Yakni suatu agama yang teguh dalam beraqidah dan tauhid, serta toleran (lapang) dalam hal pekerjaan dan perundang-undangan. Lawan daripada dua sifat ini ialah syirik dan mengharamkan yang halal. Kedua sifat yang akhir ini oleh Rasulullah s.a.w. dalam Hadis Qudsinya dikatakan, firman Allah:

"Aku ciptakan hamba-hambaKu ini dengan sikap yang lurus, tetapi kemudian datanglah syaitan kepada mereka. Syaitan ini kemudian membelokkan mereka dari agamanya, dan mengharamkan atas mereka sesuatu yang Aku halalkan kepada mereka, serta mempengaruhi supaya mereka mau menyekutukan Aku dengan sesuatu yang Aku tidak turunkan keterangan padanya." (Riwayat Muslim)

Oleh karena itu, mengharamkan sesuatu yang halal dapat dipersamakan dengan syirik. Dan justeru itu pula al-Quran menentang keras terhadap sikap orang-orang musyrik Arab terhadap sekutu-sekutu dan berhala mereka, dan tentang sikap mereka yang berani mengharamkan atas diri mereka terhadap makanan dan binatang yang baik-baik, padahal Allah tidak mengizinkannya. Diantaranya mereka telah mengharamkan bahirah (unta betina yang sudah melahirkan anak kelima), saibah (unta betina yang dinazarkan untuk berhala), washilah (kambing yang telah beranak tujuh) dan ham (Unta yang sudah membuntingi sepuluh kali; untuk ini dikhususkan buat berhala).

Orang-orang Arab di zaman Jahiliah beranggapan, kalau seekor unta betina beranak sudah lima kali sedang anak yang kelima itu jantan, maka unta tersebut kemudian telinganya dibelah dan tidak boleh dinaiki. Mereka peruntukkan buat berhalanya. Karena itu tidak dipotong, tidak dibebani muatan dan tidak dipakai untuk menarik air. Mereka namakan unta tersebut al-Bahirah yakni unta yang dibelah telinganya.

Dan kalau ada seseorang datang dari bepergian, atau sembuh dari sakit dan sebagainya dia juga memberikan tanda kepada seekor untanya persis seperti apa yang diperbuat terhadap bahirah itu. Unta tersebut mereka namakan saibah.

Kemudian kalau ada seekor kambing melahirkan anak betina, maka anaknya itu untuk yang mempunyai; tetapi kalau anaknya itu jantan, diperuntukkan buat berhalanya. Dan jika melahirkan anak jantan dan betina, maka mereka katakan: Dia telah sampai kepada saudaranya; oleh karena itu yang jantan tidak disembelih karena diperuntukkan buat berhalanya. Kambing seperti ini disebut washilah.

▸ **Bagian Latihan**
- 1) Dalam teks tentang halal dan haram di atas, mengapa unta bahirah tidak dipotong, tidak dibebani muatan, dan tidak dipakai untuk menarik air?
- 2) Salinlah bagian teks tentang halal dan haram di atas, mulai dari "Orang-orang Arab di" dan berakhir pada "mereka namakan saibah.".

▸ **Data yang Diberikan**

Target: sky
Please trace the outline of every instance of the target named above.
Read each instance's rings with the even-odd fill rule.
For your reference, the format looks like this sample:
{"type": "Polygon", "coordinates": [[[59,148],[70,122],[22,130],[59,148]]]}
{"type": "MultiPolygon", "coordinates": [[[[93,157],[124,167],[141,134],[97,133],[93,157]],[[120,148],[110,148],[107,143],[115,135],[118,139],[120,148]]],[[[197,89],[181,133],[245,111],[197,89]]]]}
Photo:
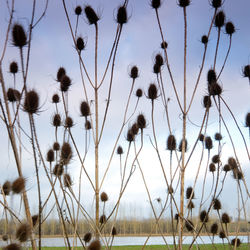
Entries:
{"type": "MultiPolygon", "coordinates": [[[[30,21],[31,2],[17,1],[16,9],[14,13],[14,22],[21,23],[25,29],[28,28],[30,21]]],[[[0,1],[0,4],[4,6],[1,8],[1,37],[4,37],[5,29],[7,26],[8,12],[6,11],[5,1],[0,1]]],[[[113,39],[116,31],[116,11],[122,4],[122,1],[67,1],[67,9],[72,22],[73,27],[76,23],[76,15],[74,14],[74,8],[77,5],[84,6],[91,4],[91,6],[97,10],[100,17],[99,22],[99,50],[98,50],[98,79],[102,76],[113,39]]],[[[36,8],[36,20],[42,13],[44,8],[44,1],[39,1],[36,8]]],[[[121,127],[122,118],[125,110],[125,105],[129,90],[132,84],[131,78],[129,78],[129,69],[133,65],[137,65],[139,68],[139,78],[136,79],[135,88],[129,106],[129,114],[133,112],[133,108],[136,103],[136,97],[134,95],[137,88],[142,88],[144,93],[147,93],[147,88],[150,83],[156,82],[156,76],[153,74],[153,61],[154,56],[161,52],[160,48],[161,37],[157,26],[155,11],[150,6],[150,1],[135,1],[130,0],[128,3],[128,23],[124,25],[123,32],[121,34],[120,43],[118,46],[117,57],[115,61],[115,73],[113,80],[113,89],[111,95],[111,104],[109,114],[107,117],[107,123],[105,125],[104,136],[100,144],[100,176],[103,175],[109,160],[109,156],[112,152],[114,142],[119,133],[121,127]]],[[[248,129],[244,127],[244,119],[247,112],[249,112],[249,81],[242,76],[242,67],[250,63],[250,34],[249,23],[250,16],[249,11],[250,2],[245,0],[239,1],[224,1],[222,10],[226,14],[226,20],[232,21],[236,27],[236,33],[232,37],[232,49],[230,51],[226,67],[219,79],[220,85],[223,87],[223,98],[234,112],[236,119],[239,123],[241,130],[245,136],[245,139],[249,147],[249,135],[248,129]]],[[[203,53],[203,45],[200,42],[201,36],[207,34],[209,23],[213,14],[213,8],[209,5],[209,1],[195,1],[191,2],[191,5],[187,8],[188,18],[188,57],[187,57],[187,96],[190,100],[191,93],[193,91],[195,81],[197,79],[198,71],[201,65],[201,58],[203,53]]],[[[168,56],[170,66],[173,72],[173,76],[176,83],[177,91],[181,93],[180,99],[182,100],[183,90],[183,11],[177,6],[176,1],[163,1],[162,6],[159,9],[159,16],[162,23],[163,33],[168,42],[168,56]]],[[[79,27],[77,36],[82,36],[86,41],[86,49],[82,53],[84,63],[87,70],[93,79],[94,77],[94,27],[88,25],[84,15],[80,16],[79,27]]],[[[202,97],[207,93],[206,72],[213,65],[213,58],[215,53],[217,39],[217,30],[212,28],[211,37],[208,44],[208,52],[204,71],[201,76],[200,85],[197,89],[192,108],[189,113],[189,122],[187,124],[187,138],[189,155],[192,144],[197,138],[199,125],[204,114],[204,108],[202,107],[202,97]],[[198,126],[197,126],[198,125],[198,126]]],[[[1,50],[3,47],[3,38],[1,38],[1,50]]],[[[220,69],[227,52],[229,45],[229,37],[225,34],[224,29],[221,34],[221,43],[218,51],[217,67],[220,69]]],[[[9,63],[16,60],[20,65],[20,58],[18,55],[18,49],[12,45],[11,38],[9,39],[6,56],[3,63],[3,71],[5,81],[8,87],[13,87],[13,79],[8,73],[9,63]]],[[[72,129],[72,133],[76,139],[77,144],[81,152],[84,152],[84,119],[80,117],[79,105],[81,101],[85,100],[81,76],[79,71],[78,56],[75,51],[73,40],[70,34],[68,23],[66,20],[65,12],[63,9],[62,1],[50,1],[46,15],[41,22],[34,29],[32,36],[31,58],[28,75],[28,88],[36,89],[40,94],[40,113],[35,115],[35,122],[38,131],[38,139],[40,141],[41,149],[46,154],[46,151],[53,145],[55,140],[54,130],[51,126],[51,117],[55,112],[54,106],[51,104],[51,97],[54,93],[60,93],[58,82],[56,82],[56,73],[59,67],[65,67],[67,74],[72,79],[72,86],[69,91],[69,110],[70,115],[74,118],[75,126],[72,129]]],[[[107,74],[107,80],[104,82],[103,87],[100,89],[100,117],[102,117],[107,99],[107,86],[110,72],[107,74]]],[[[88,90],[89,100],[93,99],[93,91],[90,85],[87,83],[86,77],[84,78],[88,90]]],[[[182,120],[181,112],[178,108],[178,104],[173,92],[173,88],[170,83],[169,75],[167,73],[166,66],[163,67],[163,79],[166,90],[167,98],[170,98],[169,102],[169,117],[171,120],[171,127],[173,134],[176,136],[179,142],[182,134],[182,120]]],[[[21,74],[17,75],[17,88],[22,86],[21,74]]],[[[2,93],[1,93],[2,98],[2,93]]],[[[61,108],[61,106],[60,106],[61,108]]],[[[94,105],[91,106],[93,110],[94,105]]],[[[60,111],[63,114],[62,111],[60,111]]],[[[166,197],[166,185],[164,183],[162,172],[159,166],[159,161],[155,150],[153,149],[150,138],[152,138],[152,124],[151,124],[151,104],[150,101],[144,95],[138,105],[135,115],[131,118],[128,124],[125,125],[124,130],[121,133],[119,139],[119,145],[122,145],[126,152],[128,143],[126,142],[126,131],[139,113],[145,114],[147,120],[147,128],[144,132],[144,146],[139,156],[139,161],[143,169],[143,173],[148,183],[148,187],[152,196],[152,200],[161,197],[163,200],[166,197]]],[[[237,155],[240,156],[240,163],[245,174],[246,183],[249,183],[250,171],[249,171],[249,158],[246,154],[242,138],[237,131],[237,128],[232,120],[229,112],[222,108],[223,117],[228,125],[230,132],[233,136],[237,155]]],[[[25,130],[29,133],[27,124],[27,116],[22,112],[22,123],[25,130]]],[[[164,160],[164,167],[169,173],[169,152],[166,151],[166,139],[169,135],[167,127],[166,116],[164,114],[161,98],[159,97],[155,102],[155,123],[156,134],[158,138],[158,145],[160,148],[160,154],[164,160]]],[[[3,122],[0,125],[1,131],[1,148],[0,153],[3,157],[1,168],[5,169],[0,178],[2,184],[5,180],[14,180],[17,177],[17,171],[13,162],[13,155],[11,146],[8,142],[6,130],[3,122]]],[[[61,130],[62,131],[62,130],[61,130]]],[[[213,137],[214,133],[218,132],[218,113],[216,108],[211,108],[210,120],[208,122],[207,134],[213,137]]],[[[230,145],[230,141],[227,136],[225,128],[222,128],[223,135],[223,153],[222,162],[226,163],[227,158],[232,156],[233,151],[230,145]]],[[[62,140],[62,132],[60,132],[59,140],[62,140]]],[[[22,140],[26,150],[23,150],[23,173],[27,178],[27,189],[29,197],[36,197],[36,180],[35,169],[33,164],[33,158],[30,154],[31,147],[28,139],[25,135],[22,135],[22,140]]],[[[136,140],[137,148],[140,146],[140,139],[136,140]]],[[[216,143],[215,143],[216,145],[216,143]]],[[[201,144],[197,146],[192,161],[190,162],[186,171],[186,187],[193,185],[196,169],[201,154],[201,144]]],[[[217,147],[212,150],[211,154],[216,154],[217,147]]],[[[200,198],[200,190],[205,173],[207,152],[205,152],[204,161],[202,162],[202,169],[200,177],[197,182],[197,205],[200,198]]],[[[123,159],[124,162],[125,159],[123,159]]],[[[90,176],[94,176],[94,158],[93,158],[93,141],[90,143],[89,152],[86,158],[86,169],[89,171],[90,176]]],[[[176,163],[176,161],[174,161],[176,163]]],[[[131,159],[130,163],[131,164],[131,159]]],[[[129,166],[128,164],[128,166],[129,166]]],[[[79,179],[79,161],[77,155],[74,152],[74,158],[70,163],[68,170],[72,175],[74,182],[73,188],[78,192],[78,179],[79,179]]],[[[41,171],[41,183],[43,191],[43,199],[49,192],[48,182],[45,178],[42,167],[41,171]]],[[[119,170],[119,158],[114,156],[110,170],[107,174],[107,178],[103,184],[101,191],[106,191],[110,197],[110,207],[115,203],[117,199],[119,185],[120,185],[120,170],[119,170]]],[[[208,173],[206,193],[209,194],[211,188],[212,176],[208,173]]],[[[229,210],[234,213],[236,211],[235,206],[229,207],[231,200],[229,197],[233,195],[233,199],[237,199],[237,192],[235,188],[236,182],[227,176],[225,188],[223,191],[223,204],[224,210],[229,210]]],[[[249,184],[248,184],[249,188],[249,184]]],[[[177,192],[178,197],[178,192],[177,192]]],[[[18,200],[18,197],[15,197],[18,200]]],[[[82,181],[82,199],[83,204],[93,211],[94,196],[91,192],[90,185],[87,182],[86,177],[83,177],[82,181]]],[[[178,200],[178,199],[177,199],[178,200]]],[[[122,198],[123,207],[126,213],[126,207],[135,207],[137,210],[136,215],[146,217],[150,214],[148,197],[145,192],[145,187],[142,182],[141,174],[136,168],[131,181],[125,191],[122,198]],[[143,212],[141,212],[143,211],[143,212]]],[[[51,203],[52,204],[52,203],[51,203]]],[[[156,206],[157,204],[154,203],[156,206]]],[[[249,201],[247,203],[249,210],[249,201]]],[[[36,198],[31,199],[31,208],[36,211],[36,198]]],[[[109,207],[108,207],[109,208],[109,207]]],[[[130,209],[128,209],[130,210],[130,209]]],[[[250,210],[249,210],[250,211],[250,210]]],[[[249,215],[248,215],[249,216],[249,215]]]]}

▸ **Jawaban Tertulis**
- 1) Karena orang-orang Arab di zaman Jahiliah memperuntukkan unta bahirah buat berhala mereka. Oleh sebab itu unta tersebut tidak dipotong, tidak dibebani muatan, dan tidak dipakai untuk menarik air.

- 2)
Orang-orang Arab di zaman Jahiliah beranggapan, kalau seekor unta betina beranak sudah lima kali sedang anak yang kelima itu jantan, maka unta tersebut kemudian telinganya dibelah dan tidak boleh dinaiki. Mereka peruntukkan buat berhalanya. Karena itu tidak dipotong, tidak dibebani muatan dan tidak dipakai untuk menarik air. Mereka namakan unta tersebut al-Bahirah yakni unta yang dibelah telinganya.

Dan kalau ada seseorang datang dari bepergian, atau sembuh dari sakit dan sebagainya dia juga memberikan tanda kepada seekor untanya persis seperti apa yang diperbuat terhadap bahirah itu. Unta tersebut mereka namakan saibah.